Activity: Return all of the data exactly as written, without the pictures.

Records to use:
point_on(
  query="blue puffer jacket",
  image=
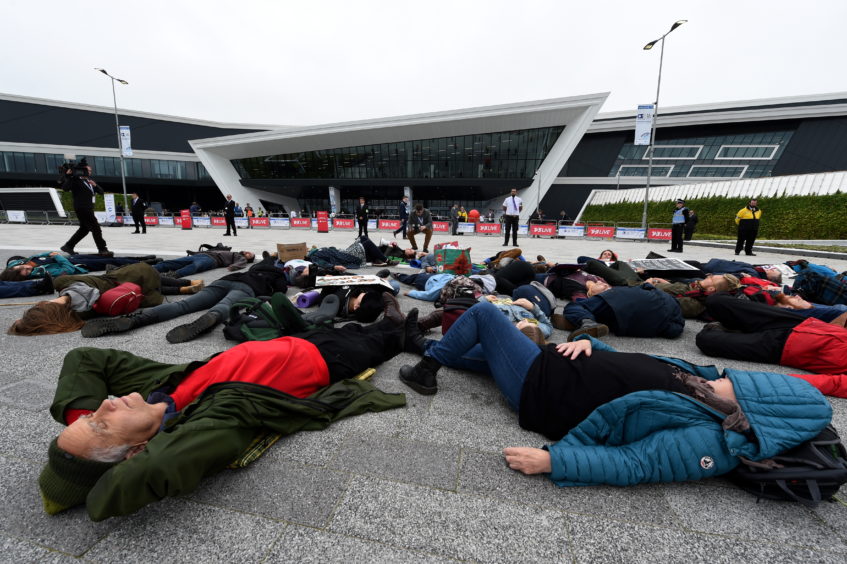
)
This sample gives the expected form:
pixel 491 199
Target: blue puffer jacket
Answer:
pixel 659 436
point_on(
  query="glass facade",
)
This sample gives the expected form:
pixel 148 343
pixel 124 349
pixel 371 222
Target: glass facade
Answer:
pixel 751 155
pixel 47 163
pixel 507 154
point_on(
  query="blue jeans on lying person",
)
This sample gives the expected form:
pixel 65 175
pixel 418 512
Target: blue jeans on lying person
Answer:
pixel 483 340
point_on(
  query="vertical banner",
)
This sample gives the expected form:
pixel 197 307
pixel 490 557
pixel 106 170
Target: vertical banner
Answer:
pixel 126 144
pixel 644 123
pixel 109 200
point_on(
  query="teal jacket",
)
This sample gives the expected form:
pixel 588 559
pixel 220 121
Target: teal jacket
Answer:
pixel 661 436
pixel 206 436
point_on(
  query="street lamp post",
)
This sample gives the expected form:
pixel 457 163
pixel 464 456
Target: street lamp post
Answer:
pixel 655 115
pixel 118 131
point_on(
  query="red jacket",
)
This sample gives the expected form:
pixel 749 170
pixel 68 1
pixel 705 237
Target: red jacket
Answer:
pixel 816 346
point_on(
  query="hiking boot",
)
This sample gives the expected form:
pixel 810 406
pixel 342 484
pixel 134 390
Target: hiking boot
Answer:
pixel 120 324
pixel 413 341
pixel 422 376
pixel 391 309
pixel 589 327
pixel 191 331
pixel 431 320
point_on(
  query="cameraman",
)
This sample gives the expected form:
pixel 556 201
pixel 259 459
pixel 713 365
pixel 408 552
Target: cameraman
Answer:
pixel 77 180
pixel 420 221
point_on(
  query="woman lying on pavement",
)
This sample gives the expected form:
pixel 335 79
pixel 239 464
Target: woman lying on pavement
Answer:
pixel 625 418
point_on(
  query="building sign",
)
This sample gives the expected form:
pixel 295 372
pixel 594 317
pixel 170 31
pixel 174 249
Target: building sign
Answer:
pixel 629 233
pixel 599 231
pixel 543 229
pixel 571 231
pixel 661 233
pixel 389 224
pixel 644 123
pixel 493 228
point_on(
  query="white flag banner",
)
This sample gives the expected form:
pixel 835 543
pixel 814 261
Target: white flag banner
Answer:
pixel 126 143
pixel 644 123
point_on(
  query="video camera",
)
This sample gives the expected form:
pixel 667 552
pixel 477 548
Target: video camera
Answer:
pixel 78 170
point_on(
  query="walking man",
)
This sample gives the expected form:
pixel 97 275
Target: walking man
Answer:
pixel 138 207
pixel 680 218
pixel 229 215
pixel 747 220
pixel 512 207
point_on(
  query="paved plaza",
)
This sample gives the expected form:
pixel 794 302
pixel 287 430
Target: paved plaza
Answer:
pixel 425 483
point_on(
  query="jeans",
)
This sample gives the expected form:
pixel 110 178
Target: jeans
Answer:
pixel 505 351
pixel 185 266
pixel 217 297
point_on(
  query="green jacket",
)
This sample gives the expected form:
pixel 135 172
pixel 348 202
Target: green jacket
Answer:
pixel 207 435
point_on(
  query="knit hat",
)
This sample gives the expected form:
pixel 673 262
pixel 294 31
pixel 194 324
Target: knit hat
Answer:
pixel 66 479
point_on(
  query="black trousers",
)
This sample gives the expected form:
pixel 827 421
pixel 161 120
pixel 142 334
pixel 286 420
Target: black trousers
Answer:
pixel 87 224
pixel 510 222
pixel 138 220
pixel 764 329
pixel 677 233
pixel 230 223
pixel 353 348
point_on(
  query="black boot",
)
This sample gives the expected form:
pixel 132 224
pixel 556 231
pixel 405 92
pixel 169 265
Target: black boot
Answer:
pixel 120 324
pixel 422 376
pixel 191 331
pixel 590 327
pixel 413 341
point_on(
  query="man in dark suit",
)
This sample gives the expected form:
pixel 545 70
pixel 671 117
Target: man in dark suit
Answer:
pixel 229 215
pixel 77 180
pixel 138 207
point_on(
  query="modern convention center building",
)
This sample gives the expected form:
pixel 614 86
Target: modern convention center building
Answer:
pixel 553 151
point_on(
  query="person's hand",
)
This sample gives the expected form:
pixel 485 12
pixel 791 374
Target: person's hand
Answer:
pixel 574 348
pixel 528 460
pixel 524 303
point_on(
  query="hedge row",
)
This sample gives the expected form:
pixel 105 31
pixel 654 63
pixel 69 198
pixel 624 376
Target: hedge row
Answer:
pixel 790 217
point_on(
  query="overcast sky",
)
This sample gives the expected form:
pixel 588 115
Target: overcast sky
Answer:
pixel 308 62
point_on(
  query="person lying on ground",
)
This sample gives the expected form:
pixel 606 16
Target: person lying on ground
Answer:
pixel 752 331
pixel 168 426
pixel 262 279
pixel 56 264
pixel 79 292
pixel 205 260
pixel 625 418
pixel 628 311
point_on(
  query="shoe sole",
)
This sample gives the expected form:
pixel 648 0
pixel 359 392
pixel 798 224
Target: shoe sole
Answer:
pixel 596 332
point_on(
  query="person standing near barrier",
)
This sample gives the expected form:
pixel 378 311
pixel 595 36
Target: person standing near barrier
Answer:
pixel 138 207
pixel 680 217
pixel 403 212
pixel 362 213
pixel 747 220
pixel 229 216
pixel 512 207
pixel 76 179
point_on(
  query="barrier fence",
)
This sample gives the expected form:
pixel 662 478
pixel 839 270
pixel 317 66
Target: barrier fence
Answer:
pixel 551 229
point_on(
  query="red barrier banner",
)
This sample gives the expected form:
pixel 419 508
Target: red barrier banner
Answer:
pixel 659 233
pixel 543 229
pixel 343 223
pixel 600 231
pixel 494 228
pixel 389 224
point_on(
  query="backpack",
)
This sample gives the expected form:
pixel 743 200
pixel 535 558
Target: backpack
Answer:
pixel 811 472
pixel 122 299
pixel 263 318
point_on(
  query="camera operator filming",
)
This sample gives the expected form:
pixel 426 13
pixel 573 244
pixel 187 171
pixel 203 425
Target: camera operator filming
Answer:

Exercise answer:
point_on(
  query="blue puffer jacket",
  image=
)
This sample gives the expected form:
pixel 491 199
Target: blue puffer jacket
Answer:
pixel 659 436
point_on(
  query="glass facade",
)
This sample gives the expected form:
pixel 148 343
pixel 124 349
pixel 371 222
Target: glass facade
Answer:
pixel 751 155
pixel 47 163
pixel 507 154
point_on(
  query="blue jeans on lying person",
)
This sample gives the expected form:
pixel 65 175
pixel 418 512
Target: blue jeans on lying person
Answer:
pixel 483 340
point_on(
  query="vertical banner",
)
This sample gives the expected form:
pixel 197 307
pixel 490 557
pixel 106 170
Target: vertical banner
Answer:
pixel 126 144
pixel 644 123
pixel 109 200
point_on(
  query="teal jacket",
)
This sample gives the expected form:
pixel 588 559
pixel 220 121
Target: teal jacket
Answer:
pixel 661 436
pixel 206 436
point_on(
  query="street lamp post",
)
This sample gives the expected form:
pixel 457 163
pixel 464 456
Target: street lamp post
Answer:
pixel 655 115
pixel 118 131
point_on(
  query="red jacket",
)
This sample gives the expected form:
pixel 749 170
pixel 68 1
pixel 705 237
Target: red jacket
Answer:
pixel 816 346
point_on(
  query="hiking boot",
)
This sample gives the expected form:
pixel 810 406
pixel 342 484
pixel 134 390
Target: hiking boot
Answer:
pixel 120 324
pixel 413 341
pixel 422 376
pixel 391 309
pixel 589 327
pixel 191 331
pixel 431 320
point_on(
  query="cameraman",
)
This sample gives the expected form:
pixel 556 201
pixel 259 459
pixel 713 365
pixel 408 552
Target: cameraman
Answer:
pixel 77 180
pixel 420 221
point_on(
  query="woman lying on pavement",
)
This sample gives the expected form:
pixel 335 79
pixel 239 464
Target: woman lying on pavement
Answer:
pixel 625 418
point_on(
  query="building sign",
)
This sample gives the expected form:
pixel 295 372
pixel 594 317
pixel 170 31
pixel 174 249
Target: building sign
Answer:
pixel 629 233
pixel 599 231
pixel 543 229
pixel 571 231
pixel 661 233
pixel 389 224
pixel 644 123
pixel 493 228
point_on(
  query="white flag banner",
)
This sample gives the expected form:
pixel 835 543
pixel 814 261
Target: white flag banner
Answer:
pixel 126 143
pixel 644 123
point_on(
  query="video camera",
)
This sample gives the expected form:
pixel 667 552
pixel 477 548
Target: video camera
Answer:
pixel 78 170
point_on(
  query="walking man",
)
This sample gives the expected form:
pixel 97 275
Target: walking man
Answer:
pixel 138 207
pixel 680 218
pixel 229 215
pixel 747 220
pixel 512 207
point_on(
  query="paved plaza",
)
This sample gives the expected form:
pixel 794 302
pixel 287 430
Target: paved plaza
Answer:
pixel 425 483
point_on(
  query="jeans",
)
This sample gives the expected form:
pixel 110 178
Target: jeans
Answer:
pixel 505 351
pixel 185 266
pixel 217 297
point_on(
  query="green jacket",
)
This sample gives the expected form:
pixel 135 172
pixel 348 202
Target: green jacket
Answer:
pixel 207 435
point_on(
  query="knit hat",
)
This sample gives the expected form:
pixel 673 262
pixel 294 31
pixel 194 324
Target: knit hat
Answer:
pixel 66 479
point_on(
  query="black trousers",
)
This sample gives the expected form:
pixel 827 421
pixel 161 120
pixel 142 334
pixel 286 420
Target: black trousers
Answer:
pixel 87 224
pixel 510 222
pixel 138 220
pixel 764 329
pixel 677 233
pixel 230 223
pixel 353 348
point_on(
  query="black boot",
)
This sample gives the expected form:
pixel 132 224
pixel 556 231
pixel 405 92
pixel 169 265
Target: black boot
Answer:
pixel 120 324
pixel 422 376
pixel 191 331
pixel 590 327
pixel 413 341
point_on(
  query="man in dark suit",
)
This sample gives the expected form:
pixel 545 70
pixel 671 117
Target: man in dark suit
Answer:
pixel 229 215
pixel 77 180
pixel 138 207
point_on(
  query="modern convention center building",
)
This sample gives the expected form:
pixel 614 86
Target: modern convention center building
Answer:
pixel 553 151
point_on(
  query="person's hand",
)
This sample gives the expected form:
pixel 485 12
pixel 791 374
Target: person's hand
Answer:
pixel 574 348
pixel 528 460
pixel 524 303
point_on(
  query="hedge row",
)
This sample gives the expected form:
pixel 105 31
pixel 654 63
pixel 69 198
pixel 624 376
Target: hedge row
Answer:
pixel 790 217
point_on(
  query="overcast sky",
)
This sample gives the expected form:
pixel 588 115
Target: overcast sky
Answer:
pixel 308 62
point_on(
  query="person lying on ground",
)
This sample gives the expected form:
pixel 606 16
Target: person lying on ground
Answer:
pixel 752 331
pixel 168 426
pixel 262 279
pixel 56 264
pixel 79 292
pixel 205 260
pixel 625 418
pixel 628 311
point_on(
  query="shoe sole",
)
This sample gives the expected form:
pixel 648 0
pixel 359 392
pixel 798 224
Target: shoe sole
Answer:
pixel 596 332
point_on(
  query="person standing near barrier",
)
This sample gives the expected form:
pixel 378 311
pixel 595 36
Target: person standing near barrier
Answer:
pixel 138 207
pixel 680 217
pixel 403 212
pixel 362 213
pixel 747 220
pixel 229 216
pixel 512 207
pixel 76 179
point_on(
  query="barrier fence",
)
This sample gives the expected form:
pixel 662 478
pixel 839 270
pixel 317 66
Target: barrier fence
Answer:
pixel 551 229
point_on(
  query="red barrier banner",
)
This sample gives the expected form:
pixel 419 508
Target: red barrier banner
Answer:
pixel 659 233
pixel 543 229
pixel 343 223
pixel 600 231
pixel 494 228
pixel 389 224
point_on(
  query="backpack",
)
This sample gives the expected form:
pixel 743 200
pixel 535 558
Target: backpack
Answer:
pixel 811 472
pixel 122 299
pixel 263 318
point_on(
  query="camera operator filming",
)
This sample gives the expected form:
pixel 426 13
pixel 573 244
pixel 187 171
pixel 203 425
Target: camera operator filming
Answer:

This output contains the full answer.